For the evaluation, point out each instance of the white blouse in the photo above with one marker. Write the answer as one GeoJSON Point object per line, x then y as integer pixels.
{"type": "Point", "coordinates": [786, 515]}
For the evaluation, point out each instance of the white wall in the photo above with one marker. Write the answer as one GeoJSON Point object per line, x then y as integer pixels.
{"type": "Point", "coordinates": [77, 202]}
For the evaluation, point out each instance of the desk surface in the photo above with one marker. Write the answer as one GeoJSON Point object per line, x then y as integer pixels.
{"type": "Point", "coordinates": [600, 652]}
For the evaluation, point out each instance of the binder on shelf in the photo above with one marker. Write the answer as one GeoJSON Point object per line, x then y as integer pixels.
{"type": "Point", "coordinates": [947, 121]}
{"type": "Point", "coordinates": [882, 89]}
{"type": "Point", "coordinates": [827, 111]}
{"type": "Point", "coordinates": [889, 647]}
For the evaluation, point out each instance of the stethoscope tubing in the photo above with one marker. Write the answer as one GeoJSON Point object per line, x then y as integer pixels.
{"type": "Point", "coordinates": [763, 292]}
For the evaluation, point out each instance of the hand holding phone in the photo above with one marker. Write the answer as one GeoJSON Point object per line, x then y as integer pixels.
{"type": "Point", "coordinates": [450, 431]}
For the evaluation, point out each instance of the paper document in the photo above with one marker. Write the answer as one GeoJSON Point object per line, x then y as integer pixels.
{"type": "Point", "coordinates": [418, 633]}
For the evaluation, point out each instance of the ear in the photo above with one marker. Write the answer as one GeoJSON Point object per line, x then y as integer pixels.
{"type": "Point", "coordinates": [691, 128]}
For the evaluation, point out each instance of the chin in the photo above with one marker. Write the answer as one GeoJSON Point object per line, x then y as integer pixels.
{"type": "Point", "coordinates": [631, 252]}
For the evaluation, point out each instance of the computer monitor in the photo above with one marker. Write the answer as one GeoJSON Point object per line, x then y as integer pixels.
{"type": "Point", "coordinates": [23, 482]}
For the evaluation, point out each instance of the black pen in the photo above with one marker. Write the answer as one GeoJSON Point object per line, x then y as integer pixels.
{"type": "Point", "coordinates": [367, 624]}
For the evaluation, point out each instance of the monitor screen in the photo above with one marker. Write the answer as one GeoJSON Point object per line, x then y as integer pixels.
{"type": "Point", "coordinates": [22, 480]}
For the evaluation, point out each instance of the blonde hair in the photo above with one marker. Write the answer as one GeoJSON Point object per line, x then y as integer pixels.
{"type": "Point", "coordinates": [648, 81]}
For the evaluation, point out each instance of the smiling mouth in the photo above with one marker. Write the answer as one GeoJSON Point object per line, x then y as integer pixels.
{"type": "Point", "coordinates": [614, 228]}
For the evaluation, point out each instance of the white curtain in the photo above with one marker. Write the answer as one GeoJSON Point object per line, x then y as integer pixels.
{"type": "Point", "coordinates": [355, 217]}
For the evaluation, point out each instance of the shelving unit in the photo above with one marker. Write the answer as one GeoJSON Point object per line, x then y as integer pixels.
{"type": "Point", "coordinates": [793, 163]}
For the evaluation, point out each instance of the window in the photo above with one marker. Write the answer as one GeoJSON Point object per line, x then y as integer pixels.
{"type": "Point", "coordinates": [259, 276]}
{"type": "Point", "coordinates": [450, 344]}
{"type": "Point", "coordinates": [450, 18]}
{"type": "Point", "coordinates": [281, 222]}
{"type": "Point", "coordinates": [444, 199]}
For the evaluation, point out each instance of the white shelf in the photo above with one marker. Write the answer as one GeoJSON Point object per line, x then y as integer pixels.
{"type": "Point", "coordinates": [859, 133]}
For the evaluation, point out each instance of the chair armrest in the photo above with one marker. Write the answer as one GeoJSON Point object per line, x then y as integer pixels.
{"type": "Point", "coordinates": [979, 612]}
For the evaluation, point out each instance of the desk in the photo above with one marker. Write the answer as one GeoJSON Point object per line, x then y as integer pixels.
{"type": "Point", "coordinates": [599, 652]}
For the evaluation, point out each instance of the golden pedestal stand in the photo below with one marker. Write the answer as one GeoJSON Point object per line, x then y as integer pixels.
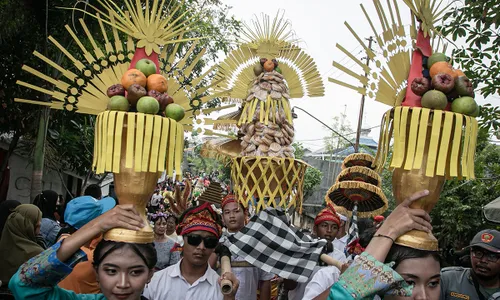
{"type": "Point", "coordinates": [429, 147]}
{"type": "Point", "coordinates": [137, 148]}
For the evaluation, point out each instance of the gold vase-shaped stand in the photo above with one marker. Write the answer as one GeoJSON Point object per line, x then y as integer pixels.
{"type": "Point", "coordinates": [135, 188]}
{"type": "Point", "coordinates": [407, 182]}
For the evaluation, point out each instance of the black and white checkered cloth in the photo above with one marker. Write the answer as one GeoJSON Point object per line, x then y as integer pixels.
{"type": "Point", "coordinates": [353, 229]}
{"type": "Point", "coordinates": [269, 243]}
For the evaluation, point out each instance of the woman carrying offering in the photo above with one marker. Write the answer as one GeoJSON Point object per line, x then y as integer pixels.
{"type": "Point", "coordinates": [368, 275]}
{"type": "Point", "coordinates": [163, 244]}
{"type": "Point", "coordinates": [123, 269]}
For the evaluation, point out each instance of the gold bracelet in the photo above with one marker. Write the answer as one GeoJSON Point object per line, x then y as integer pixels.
{"type": "Point", "coordinates": [384, 236]}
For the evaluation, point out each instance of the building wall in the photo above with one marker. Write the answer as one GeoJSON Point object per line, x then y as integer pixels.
{"type": "Point", "coordinates": [20, 180]}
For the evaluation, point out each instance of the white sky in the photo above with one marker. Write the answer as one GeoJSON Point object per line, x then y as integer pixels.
{"type": "Point", "coordinates": [320, 25]}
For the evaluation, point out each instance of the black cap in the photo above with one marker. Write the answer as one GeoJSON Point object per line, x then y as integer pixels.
{"type": "Point", "coordinates": [488, 239]}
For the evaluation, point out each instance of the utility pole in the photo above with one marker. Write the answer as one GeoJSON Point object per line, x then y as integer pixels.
{"type": "Point", "coordinates": [362, 106]}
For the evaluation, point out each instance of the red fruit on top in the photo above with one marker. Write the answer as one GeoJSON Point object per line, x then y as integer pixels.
{"type": "Point", "coordinates": [116, 90]}
{"type": "Point", "coordinates": [420, 85]}
{"type": "Point", "coordinates": [443, 82]}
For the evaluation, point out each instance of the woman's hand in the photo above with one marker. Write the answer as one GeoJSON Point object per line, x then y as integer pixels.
{"type": "Point", "coordinates": [123, 216]}
{"type": "Point", "coordinates": [400, 221]}
{"type": "Point", "coordinates": [404, 218]}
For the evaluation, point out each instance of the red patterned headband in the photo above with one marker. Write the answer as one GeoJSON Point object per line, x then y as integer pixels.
{"type": "Point", "coordinates": [201, 218]}
{"type": "Point", "coordinates": [327, 214]}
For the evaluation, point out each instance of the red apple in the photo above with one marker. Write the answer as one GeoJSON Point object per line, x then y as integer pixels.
{"type": "Point", "coordinates": [443, 82]}
{"type": "Point", "coordinates": [146, 66]}
{"type": "Point", "coordinates": [420, 86]}
{"type": "Point", "coordinates": [116, 90]}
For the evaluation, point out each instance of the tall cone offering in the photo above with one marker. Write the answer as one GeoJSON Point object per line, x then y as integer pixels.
{"type": "Point", "coordinates": [430, 142]}
{"type": "Point", "coordinates": [266, 170]}
{"type": "Point", "coordinates": [138, 135]}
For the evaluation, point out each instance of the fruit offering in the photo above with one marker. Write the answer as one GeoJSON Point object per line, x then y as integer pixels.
{"type": "Point", "coordinates": [143, 90]}
{"type": "Point", "coordinates": [444, 84]}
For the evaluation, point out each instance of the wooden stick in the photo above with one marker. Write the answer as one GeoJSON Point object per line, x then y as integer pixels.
{"type": "Point", "coordinates": [226, 284]}
{"type": "Point", "coordinates": [331, 261]}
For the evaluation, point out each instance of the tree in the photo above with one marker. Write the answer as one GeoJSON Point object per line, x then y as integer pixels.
{"type": "Point", "coordinates": [477, 23]}
{"type": "Point", "coordinates": [299, 150]}
{"type": "Point", "coordinates": [333, 141]}
{"type": "Point", "coordinates": [312, 177]}
{"type": "Point", "coordinates": [457, 216]}
{"type": "Point", "coordinates": [20, 36]}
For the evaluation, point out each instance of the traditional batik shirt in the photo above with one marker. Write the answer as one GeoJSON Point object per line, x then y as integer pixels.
{"type": "Point", "coordinates": [367, 277]}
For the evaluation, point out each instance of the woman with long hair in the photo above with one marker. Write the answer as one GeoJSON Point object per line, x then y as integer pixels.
{"type": "Point", "coordinates": [163, 244]}
{"type": "Point", "coordinates": [123, 269]}
{"type": "Point", "coordinates": [415, 274]}
{"type": "Point", "coordinates": [47, 203]}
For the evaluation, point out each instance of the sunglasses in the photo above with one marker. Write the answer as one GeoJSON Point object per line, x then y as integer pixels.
{"type": "Point", "coordinates": [209, 242]}
{"type": "Point", "coordinates": [491, 257]}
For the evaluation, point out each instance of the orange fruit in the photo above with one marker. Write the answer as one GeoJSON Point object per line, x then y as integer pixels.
{"type": "Point", "coordinates": [459, 73]}
{"type": "Point", "coordinates": [157, 82]}
{"type": "Point", "coordinates": [133, 76]}
{"type": "Point", "coordinates": [442, 67]}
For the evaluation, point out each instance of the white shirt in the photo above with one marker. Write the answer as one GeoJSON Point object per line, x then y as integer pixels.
{"type": "Point", "coordinates": [341, 243]}
{"type": "Point", "coordinates": [155, 200]}
{"type": "Point", "coordinates": [249, 277]}
{"type": "Point", "coordinates": [169, 284]}
{"type": "Point", "coordinates": [321, 281]}
{"type": "Point", "coordinates": [298, 292]}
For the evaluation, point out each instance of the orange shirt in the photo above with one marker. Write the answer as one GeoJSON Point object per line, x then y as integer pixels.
{"type": "Point", "coordinates": [83, 279]}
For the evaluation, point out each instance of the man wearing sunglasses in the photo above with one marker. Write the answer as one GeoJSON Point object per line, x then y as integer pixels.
{"type": "Point", "coordinates": [482, 281]}
{"type": "Point", "coordinates": [192, 277]}
{"type": "Point", "coordinates": [251, 278]}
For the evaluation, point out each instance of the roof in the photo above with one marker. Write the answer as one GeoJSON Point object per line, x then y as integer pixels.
{"type": "Point", "coordinates": [364, 142]}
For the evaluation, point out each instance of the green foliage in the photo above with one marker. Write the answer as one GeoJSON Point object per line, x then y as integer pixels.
{"type": "Point", "coordinates": [457, 216]}
{"type": "Point", "coordinates": [70, 135]}
{"type": "Point", "coordinates": [199, 165]}
{"type": "Point", "coordinates": [312, 178]}
{"type": "Point", "coordinates": [333, 141]}
{"type": "Point", "coordinates": [478, 23]}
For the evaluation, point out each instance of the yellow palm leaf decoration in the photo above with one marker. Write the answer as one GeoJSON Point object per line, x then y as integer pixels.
{"type": "Point", "coordinates": [270, 38]}
{"type": "Point", "coordinates": [158, 143]}
{"type": "Point", "coordinates": [441, 143]}
{"type": "Point", "coordinates": [387, 76]}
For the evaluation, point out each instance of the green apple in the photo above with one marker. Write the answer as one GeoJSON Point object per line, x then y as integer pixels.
{"type": "Point", "coordinates": [434, 99]}
{"type": "Point", "coordinates": [435, 57]}
{"type": "Point", "coordinates": [465, 105]}
{"type": "Point", "coordinates": [175, 111]}
{"type": "Point", "coordinates": [146, 66]}
{"type": "Point", "coordinates": [119, 103]}
{"type": "Point", "coordinates": [148, 105]}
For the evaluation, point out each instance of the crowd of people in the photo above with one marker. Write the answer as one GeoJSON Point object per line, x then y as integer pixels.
{"type": "Point", "coordinates": [49, 250]}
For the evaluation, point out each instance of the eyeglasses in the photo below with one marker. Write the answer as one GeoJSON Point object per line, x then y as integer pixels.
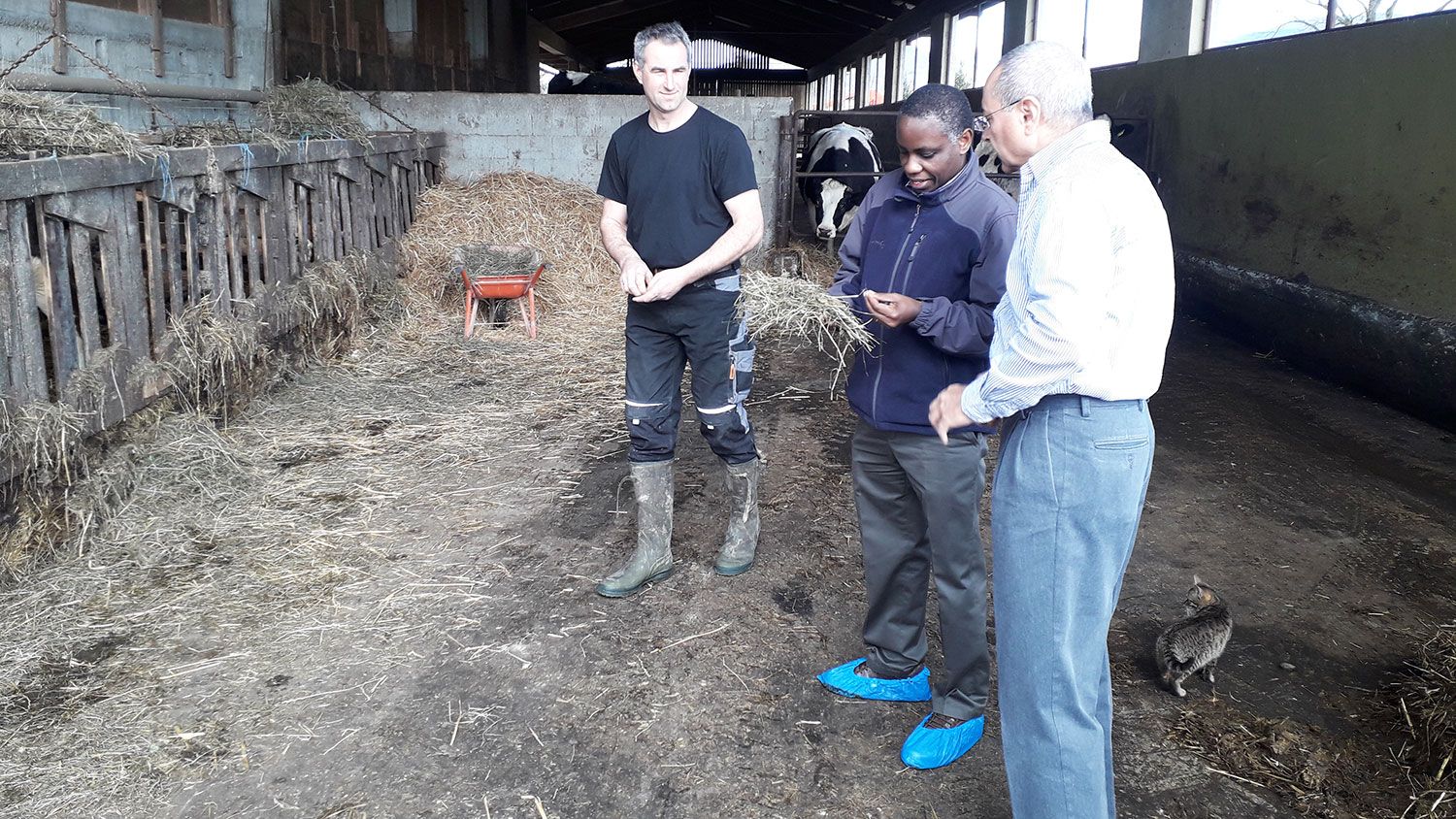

^^^^^^^^

Pick out each line of the data above that contains the string "tree" and copy those lines in full. Treat uppercase and lowercase letters as different.

For the evaluation, point out each instance of the tree in the photo above with one marker. Write the answer as one GeoJSON Point object per line, x then y as integer pixels.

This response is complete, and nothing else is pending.